DIRECTIONS FOR THIS TASK
From the very first line down to the line containing "Query: **man**", write out the material exactly as it appears, and no more.

——

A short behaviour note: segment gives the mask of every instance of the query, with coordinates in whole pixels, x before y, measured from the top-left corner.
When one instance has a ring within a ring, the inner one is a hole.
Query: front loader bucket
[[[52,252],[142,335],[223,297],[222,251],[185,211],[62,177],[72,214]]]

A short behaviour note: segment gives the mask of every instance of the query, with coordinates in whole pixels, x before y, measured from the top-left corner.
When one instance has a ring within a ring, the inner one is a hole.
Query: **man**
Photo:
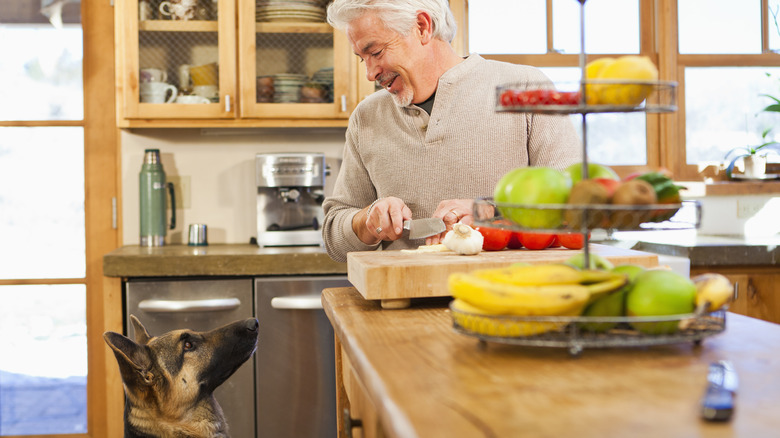
[[[335,0],[328,21],[342,29],[368,79],[384,90],[349,120],[333,195],[323,203],[328,254],[417,247],[403,221],[473,223],[475,198],[523,166],[562,169],[580,160],[567,116],[496,112],[496,86],[539,86],[538,69],[457,55],[447,0]]]

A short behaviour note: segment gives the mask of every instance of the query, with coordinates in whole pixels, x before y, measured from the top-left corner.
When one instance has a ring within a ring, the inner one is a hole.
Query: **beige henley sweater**
[[[328,254],[375,250],[352,231],[352,217],[377,198],[404,200],[415,219],[440,201],[492,197],[498,180],[525,166],[563,169],[581,160],[582,144],[568,116],[496,111],[496,86],[549,82],[538,69],[476,54],[439,79],[430,117],[416,105],[398,107],[386,90],[361,102],[349,120],[333,195],[325,199]],[[415,248],[424,240],[381,242]]]

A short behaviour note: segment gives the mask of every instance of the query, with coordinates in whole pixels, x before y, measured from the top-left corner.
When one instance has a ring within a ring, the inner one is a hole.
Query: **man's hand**
[[[473,224],[473,208],[473,199],[448,199],[446,201],[441,201],[439,206],[436,207],[436,211],[433,212],[432,217],[441,218],[441,220],[444,221],[444,225],[447,226],[447,229],[441,234],[425,239],[425,244],[435,245],[441,243],[444,239],[444,235],[447,234],[447,231],[451,230],[452,226],[458,222],[463,222],[466,225]]]
[[[352,218],[352,229],[365,244],[382,240],[398,240],[403,234],[405,220],[412,218],[412,210],[400,198],[379,198]]]

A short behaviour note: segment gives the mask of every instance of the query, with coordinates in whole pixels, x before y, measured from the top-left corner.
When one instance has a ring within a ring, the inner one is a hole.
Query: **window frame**
[[[77,126],[84,130],[84,221],[86,275],[83,278],[6,279],[0,285],[86,285],[87,433],[29,435],[29,438],[85,438],[121,435],[123,406],[108,397],[119,379],[116,362],[103,341],[108,328],[121,331],[120,297],[105,296],[121,286],[103,276],[103,255],[121,245],[117,211],[119,129],[116,126],[114,6],[80,2],[83,41],[84,116],[82,120],[0,120],[3,127]],[[109,109],[108,111],[106,109]],[[117,307],[120,307],[117,309]],[[120,400],[121,402],[121,400]]]

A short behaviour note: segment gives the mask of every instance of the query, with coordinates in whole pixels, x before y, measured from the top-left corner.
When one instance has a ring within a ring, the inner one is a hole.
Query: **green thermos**
[[[176,198],[173,194],[173,183],[165,181],[159,149],[144,151],[144,163],[141,166],[139,180],[141,246],[163,246],[168,230],[166,191],[171,196],[171,230],[176,228]]]

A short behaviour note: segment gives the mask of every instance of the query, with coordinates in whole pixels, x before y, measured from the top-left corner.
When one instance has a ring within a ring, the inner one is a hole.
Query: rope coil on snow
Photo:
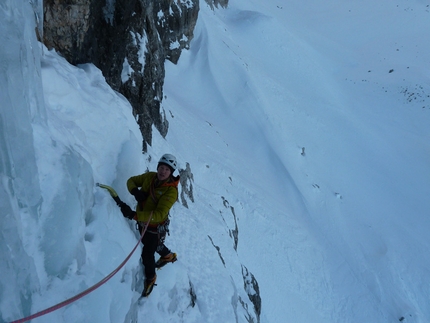
[[[103,187],[103,188],[105,188],[105,187]],[[86,296],[86,295],[88,295],[89,293],[91,293],[92,291],[94,291],[94,290],[96,290],[97,288],[99,288],[100,286],[102,286],[104,283],[106,283],[109,279],[111,279],[113,276],[115,276],[115,274],[116,273],[118,273],[118,271],[120,271],[121,270],[121,268],[122,267],[124,267],[124,265],[126,264],[126,262],[131,258],[131,256],[133,255],[133,253],[136,251],[136,249],[137,249],[137,247],[139,246],[139,243],[142,241],[142,239],[143,239],[143,236],[145,235],[145,232],[146,232],[146,229],[148,228],[148,225],[149,225],[149,222],[151,221],[151,218],[152,218],[152,212],[151,212],[151,215],[150,215],[150,217],[149,217],[149,220],[148,220],[148,222],[146,223],[146,225],[145,225],[145,227],[143,228],[143,230],[142,230],[142,234],[141,234],[141,236],[140,236],[140,239],[139,239],[139,241],[136,243],[136,245],[134,246],[134,248],[133,248],[133,250],[130,252],[130,254],[124,259],[124,261],[114,270],[114,271],[112,271],[109,275],[107,275],[105,278],[103,278],[101,281],[99,281],[97,284],[95,284],[95,285],[93,285],[93,286],[91,286],[90,288],[88,288],[88,289],[86,289],[86,290],[84,290],[83,292],[81,292],[81,293],[79,293],[79,294],[77,294],[76,296],[73,296],[73,297],[71,297],[71,298],[69,298],[69,299],[67,299],[67,300],[65,300],[64,302],[61,302],[61,303],[58,303],[58,304],[56,304],[56,305],[54,305],[54,306],[51,306],[51,307],[49,307],[49,308],[47,308],[47,309],[45,309],[45,310],[43,310],[43,311],[40,311],[40,312],[37,312],[37,313],[35,313],[35,314],[32,314],[32,315],[30,315],[30,316],[27,316],[27,317],[25,317],[25,318],[22,318],[22,319],[19,319],[19,320],[16,320],[16,321],[12,321],[12,322],[10,322],[10,323],[23,323],[23,322],[27,322],[27,321],[30,321],[30,320],[32,320],[32,319],[35,319],[36,317],[40,317],[40,316],[43,316],[43,315],[46,315],[46,314],[48,314],[48,313],[51,313],[51,312],[53,312],[53,311],[55,311],[55,310],[58,310],[58,309],[60,309],[60,308],[62,308],[62,307],[64,307],[64,306],[66,306],[66,305],[69,305],[69,304],[71,304],[71,303],[73,303],[73,302],[75,302],[75,301],[77,301],[78,299],[80,299],[80,298],[82,298],[82,297],[84,297],[84,296]]]

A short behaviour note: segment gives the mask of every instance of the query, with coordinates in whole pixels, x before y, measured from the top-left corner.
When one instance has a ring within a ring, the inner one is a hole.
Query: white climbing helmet
[[[166,164],[170,167],[173,168],[173,170],[175,170],[176,167],[176,157],[171,155],[171,154],[164,154],[163,156],[161,156],[160,160],[158,161],[158,164]]]

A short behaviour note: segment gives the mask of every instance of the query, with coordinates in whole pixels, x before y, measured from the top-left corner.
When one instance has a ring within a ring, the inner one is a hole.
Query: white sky
[[[179,260],[139,302],[138,249],[33,322],[247,322],[244,268],[261,323],[430,322],[429,4],[200,7],[191,49],[166,63],[169,133],[142,155],[101,72],[38,50],[31,10],[0,6],[0,322],[124,260],[134,225],[95,183],[132,205],[126,180],[163,153],[193,173],[194,202],[171,212]]]

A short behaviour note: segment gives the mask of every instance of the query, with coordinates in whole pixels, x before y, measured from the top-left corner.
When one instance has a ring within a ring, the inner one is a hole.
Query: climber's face
[[[172,172],[170,171],[169,166],[161,164],[157,168],[157,177],[160,181],[165,181],[169,178],[170,174]]]

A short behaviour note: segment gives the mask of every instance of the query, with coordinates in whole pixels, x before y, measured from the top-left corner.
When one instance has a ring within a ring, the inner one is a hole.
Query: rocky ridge
[[[144,142],[162,136],[164,62],[190,46],[198,0],[45,0],[43,43],[70,63],[93,63],[133,107]]]

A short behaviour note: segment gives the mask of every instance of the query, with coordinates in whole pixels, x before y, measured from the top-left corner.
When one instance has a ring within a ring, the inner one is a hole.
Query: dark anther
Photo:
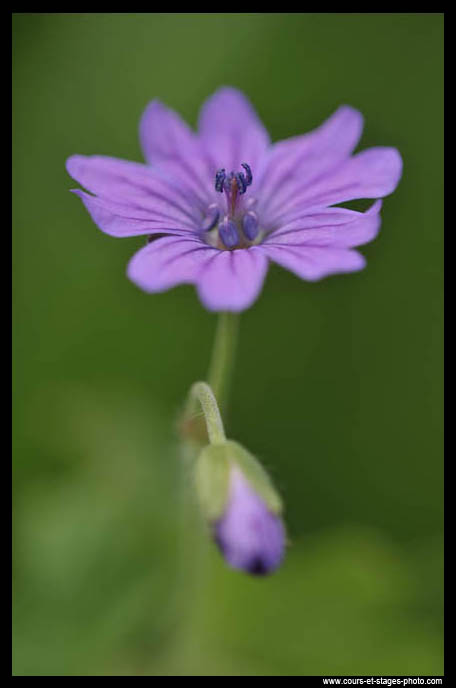
[[[226,174],[224,168],[218,170],[215,175],[215,190],[220,191],[220,193],[223,191],[223,182],[225,181],[225,177]]]
[[[244,194],[247,189],[247,183],[245,181],[244,175],[242,174],[242,172],[236,172],[234,176],[236,177],[239,193]]]
[[[215,190],[220,191],[220,193],[222,191],[230,193],[233,191],[233,180],[236,180],[237,190],[240,194],[244,194],[247,190],[247,187],[252,183],[253,177],[250,165],[247,165],[246,162],[243,162],[241,163],[241,167],[244,168],[245,174],[243,172],[230,172],[227,175],[224,167],[218,170],[215,175]]]
[[[241,167],[244,168],[245,170],[245,184],[246,186],[250,186],[252,183],[252,170],[250,169],[250,165],[247,165],[246,162],[241,162]]]

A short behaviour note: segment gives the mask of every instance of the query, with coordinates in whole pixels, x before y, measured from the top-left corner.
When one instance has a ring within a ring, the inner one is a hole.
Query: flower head
[[[282,502],[261,464],[237,442],[203,449],[196,464],[200,504],[227,563],[272,573],[285,552]]]
[[[396,187],[395,148],[352,155],[361,114],[342,106],[318,129],[271,144],[248,100],[222,88],[201,110],[198,133],[159,101],[140,139],[147,164],[73,155],[69,174],[107,234],[150,239],[130,279],[148,292],[181,283],[210,310],[242,311],[258,297],[269,261],[315,281],[364,267],[354,247],[375,237],[381,201],[364,213],[337,207]]]

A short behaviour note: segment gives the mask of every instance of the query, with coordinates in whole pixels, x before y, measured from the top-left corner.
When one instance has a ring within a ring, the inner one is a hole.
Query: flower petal
[[[153,172],[147,165],[106,156],[72,155],[68,173],[98,197],[132,209],[166,215],[176,223],[199,226],[206,207],[187,189]]]
[[[162,237],[141,248],[128,264],[128,277],[148,292],[193,283],[217,254],[197,238]]]
[[[268,261],[262,247],[219,251],[197,281],[203,304],[212,311],[242,311],[261,291]]]
[[[309,282],[336,273],[356,272],[366,264],[364,256],[347,248],[272,243],[263,244],[262,248],[268,258]]]
[[[382,202],[377,201],[365,213],[346,208],[320,208],[272,232],[265,243],[339,248],[360,246],[377,235],[381,207]]]
[[[351,155],[363,130],[363,116],[342,105],[323,124],[302,136],[275,143],[261,171],[261,194],[268,197],[292,180],[308,183]]]
[[[92,220],[98,227],[115,237],[138,236],[141,234],[183,234],[195,233],[189,220],[177,222],[160,212],[159,204],[154,212],[122,205],[97,196],[91,196],[80,189],[71,191],[82,199]]]
[[[368,148],[342,162],[329,174],[307,184],[292,184],[277,194],[269,218],[286,218],[301,206],[325,206],[359,198],[382,198],[392,193],[402,174],[402,158],[396,148]]]
[[[162,158],[191,158],[198,149],[198,139],[188,124],[159,100],[146,107],[139,138],[144,158],[151,165]]]
[[[199,138],[177,113],[153,100],[141,118],[139,136],[149,164],[206,201],[216,170]]]
[[[238,170],[242,162],[255,168],[269,146],[269,135],[247,98],[234,88],[221,88],[203,105],[201,141],[219,169]]]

——

RESULT
A short behaviour note: segment gives the mask of every instance of the query, with coordinates in whole pixels, x before y, measured from the top-left corner.
When one instance has a ring within a ring, the inner one is a hole.
Query: front loader bucket
[[[52,252],[142,335],[223,297],[222,251],[185,211],[62,177],[72,214]]]

A short behaviour note: segment gives the mask of every instance of the query, with coordinates in whole pixels, x before y, measured from the top-left corner.
When one instance has a ring within a ring, the inner one is a hole.
Query: **man**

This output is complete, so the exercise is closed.